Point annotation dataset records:
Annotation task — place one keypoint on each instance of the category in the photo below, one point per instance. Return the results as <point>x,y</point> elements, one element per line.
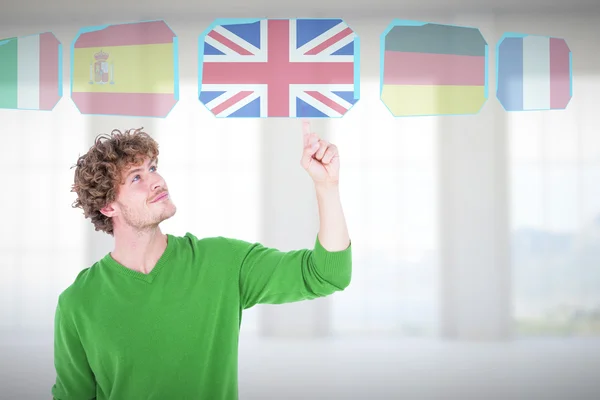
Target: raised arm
<point>74,377</point>
<point>270,276</point>
<point>322,162</point>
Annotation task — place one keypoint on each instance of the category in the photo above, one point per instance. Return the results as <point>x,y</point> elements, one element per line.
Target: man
<point>159,316</point>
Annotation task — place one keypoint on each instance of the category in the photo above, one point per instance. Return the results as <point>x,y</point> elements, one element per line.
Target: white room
<point>475,238</point>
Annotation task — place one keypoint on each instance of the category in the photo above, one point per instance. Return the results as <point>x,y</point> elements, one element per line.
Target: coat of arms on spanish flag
<point>127,69</point>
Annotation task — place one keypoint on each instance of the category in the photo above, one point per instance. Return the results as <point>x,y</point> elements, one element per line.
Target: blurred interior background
<point>476,238</point>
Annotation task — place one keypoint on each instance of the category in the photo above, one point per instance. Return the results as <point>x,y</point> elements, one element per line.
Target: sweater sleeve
<point>271,276</point>
<point>74,377</point>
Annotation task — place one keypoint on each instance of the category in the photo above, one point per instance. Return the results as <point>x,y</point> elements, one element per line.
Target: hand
<point>320,159</point>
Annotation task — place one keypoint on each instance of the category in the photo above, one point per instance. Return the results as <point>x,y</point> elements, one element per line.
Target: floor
<point>369,369</point>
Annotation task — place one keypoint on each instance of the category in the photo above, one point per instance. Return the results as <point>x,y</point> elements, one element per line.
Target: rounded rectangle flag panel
<point>127,69</point>
<point>31,72</point>
<point>533,72</point>
<point>290,68</point>
<point>430,69</point>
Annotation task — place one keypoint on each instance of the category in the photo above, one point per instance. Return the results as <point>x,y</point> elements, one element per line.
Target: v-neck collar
<point>149,277</point>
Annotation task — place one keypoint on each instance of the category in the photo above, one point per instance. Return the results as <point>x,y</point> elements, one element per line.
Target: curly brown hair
<point>99,172</point>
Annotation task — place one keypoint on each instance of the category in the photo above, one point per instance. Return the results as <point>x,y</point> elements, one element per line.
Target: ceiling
<point>100,11</point>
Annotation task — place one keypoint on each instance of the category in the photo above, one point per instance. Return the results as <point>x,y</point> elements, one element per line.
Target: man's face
<point>143,199</point>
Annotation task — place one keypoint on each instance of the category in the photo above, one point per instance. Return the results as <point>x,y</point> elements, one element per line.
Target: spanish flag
<point>30,72</point>
<point>432,69</point>
<point>127,69</point>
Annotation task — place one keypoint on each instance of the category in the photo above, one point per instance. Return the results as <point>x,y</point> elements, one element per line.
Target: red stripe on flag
<point>401,68</point>
<point>128,104</point>
<point>327,101</point>
<point>329,42</point>
<point>49,84</point>
<point>229,43</point>
<point>228,103</point>
<point>560,74</point>
<point>154,32</point>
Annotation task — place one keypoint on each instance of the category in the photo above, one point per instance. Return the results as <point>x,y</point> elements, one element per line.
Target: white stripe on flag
<point>28,72</point>
<point>536,73</point>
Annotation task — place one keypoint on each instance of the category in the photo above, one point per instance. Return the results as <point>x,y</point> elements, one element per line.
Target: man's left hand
<point>320,159</point>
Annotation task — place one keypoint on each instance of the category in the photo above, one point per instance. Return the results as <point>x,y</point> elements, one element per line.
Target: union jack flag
<point>279,68</point>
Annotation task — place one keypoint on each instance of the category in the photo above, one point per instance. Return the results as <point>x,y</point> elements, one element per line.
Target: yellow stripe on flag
<point>128,69</point>
<point>409,100</point>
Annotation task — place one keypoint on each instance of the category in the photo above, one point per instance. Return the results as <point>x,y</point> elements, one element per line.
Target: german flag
<point>433,69</point>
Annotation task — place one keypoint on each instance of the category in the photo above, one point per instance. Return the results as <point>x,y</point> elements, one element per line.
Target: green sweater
<point>173,333</point>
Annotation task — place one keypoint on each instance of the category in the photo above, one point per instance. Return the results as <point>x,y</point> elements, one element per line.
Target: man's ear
<point>109,210</point>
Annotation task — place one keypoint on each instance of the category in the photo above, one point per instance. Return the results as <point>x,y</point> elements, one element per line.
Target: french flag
<point>533,73</point>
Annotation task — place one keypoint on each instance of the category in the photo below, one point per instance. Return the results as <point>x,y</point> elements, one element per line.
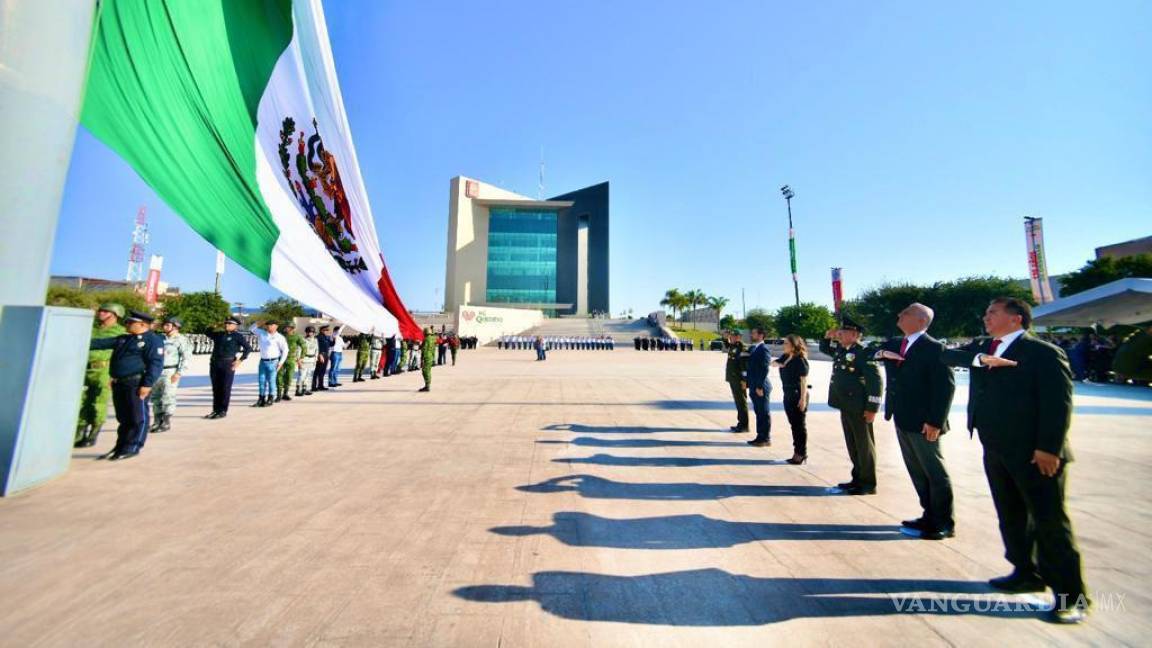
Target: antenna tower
<point>136,254</point>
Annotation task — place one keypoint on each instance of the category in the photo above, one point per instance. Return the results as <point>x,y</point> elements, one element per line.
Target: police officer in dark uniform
<point>137,361</point>
<point>224,363</point>
<point>736,375</point>
<point>855,391</point>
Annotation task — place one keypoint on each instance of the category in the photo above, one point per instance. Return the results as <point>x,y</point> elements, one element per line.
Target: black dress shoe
<point>1018,584</point>
<point>937,534</point>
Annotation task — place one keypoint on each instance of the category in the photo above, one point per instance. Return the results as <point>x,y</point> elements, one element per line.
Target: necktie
<point>993,346</point>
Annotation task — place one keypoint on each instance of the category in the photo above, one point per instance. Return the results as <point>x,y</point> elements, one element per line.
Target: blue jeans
<point>760,407</point>
<point>266,376</point>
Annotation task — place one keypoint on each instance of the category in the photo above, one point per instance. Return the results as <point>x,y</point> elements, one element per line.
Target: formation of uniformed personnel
<point>363,355</point>
<point>376,356</point>
<point>93,402</point>
<point>735,374</point>
<point>136,363</point>
<point>177,352</point>
<point>287,376</point>
<point>855,391</point>
<point>226,345</point>
<point>309,354</point>
<point>429,358</point>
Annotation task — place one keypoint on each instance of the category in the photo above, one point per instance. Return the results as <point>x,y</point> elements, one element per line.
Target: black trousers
<point>221,374</point>
<point>1035,528</point>
<point>740,397</point>
<point>321,370</point>
<point>763,417</point>
<point>930,476</point>
<point>861,444</point>
<point>797,420</point>
<point>131,414</point>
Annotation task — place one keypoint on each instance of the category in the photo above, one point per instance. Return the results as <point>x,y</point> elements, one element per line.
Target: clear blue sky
<point>916,136</point>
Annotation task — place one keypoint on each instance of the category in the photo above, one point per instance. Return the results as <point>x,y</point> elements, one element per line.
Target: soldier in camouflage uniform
<point>855,391</point>
<point>290,368</point>
<point>93,402</point>
<point>309,352</point>
<point>429,358</point>
<point>177,352</point>
<point>363,355</point>
<point>736,376</point>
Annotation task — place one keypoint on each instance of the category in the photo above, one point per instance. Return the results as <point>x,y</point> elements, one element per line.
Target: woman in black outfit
<point>794,378</point>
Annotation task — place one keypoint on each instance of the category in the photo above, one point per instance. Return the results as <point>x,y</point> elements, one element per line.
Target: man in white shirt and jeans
<point>273,354</point>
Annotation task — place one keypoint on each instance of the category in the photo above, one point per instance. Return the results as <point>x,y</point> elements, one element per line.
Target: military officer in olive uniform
<point>136,363</point>
<point>222,367</point>
<point>429,356</point>
<point>855,391</point>
<point>736,375</point>
<point>287,376</point>
<point>177,351</point>
<point>93,401</point>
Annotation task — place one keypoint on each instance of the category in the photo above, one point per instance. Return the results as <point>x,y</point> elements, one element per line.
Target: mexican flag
<point>232,112</point>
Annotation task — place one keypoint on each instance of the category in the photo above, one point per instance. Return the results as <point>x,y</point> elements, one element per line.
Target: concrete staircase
<point>620,330</point>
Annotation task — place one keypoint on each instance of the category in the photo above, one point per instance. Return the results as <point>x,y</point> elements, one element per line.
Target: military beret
<point>112,307</point>
<point>848,324</point>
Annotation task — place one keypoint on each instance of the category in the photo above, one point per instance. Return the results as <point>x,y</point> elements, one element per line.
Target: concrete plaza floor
<point>593,499</point>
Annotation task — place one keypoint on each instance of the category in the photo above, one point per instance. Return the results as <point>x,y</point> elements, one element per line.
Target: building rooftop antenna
<point>136,254</point>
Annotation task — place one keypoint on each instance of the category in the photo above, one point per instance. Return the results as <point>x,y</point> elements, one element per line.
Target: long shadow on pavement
<point>666,461</point>
<point>688,532</point>
<point>592,442</point>
<point>599,488</point>
<point>715,597</point>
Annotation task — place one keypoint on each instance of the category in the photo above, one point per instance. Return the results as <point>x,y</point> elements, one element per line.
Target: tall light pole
<point>791,240</point>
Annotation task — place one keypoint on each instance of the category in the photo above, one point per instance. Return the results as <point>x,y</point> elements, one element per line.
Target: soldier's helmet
<point>112,307</point>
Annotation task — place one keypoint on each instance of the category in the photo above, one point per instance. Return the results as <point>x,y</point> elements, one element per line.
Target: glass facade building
<point>522,256</point>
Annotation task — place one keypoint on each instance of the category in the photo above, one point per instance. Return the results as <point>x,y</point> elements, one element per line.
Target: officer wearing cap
<point>93,402</point>
<point>736,374</point>
<point>855,391</point>
<point>137,360</point>
<point>224,363</point>
<point>177,352</point>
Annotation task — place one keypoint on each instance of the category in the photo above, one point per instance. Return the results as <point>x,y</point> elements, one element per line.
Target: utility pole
<point>791,240</point>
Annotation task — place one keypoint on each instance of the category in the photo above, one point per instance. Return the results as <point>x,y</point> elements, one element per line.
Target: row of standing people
<point>1020,402</point>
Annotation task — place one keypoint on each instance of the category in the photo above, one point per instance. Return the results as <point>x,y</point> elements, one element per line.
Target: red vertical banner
<point>838,291</point>
<point>152,286</point>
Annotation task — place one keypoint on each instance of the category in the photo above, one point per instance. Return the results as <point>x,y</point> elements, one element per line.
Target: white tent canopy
<point>1124,301</point>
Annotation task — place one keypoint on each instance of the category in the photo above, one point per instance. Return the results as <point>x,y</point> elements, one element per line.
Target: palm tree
<point>718,303</point>
<point>695,298</point>
<point>672,299</point>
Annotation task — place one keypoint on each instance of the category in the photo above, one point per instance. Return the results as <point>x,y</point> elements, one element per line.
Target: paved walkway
<point>591,499</point>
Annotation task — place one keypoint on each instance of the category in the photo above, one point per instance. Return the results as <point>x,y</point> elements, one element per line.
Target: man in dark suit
<point>759,387</point>
<point>1021,401</point>
<point>918,396</point>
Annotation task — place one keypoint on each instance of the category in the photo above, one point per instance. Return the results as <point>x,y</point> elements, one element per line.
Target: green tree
<point>282,310</point>
<point>809,321</point>
<point>199,311</point>
<point>760,318</point>
<point>62,295</point>
<point>672,300</point>
<point>718,304</point>
<point>1100,271</point>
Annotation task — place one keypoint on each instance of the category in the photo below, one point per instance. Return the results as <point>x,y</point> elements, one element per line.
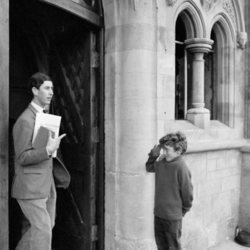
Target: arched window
<point>183,72</point>
<point>219,75</point>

■ **Challenge**:
Count the lines in the items above that contain the string "antenna", and reply with the number alone.

■ **Task response**:
2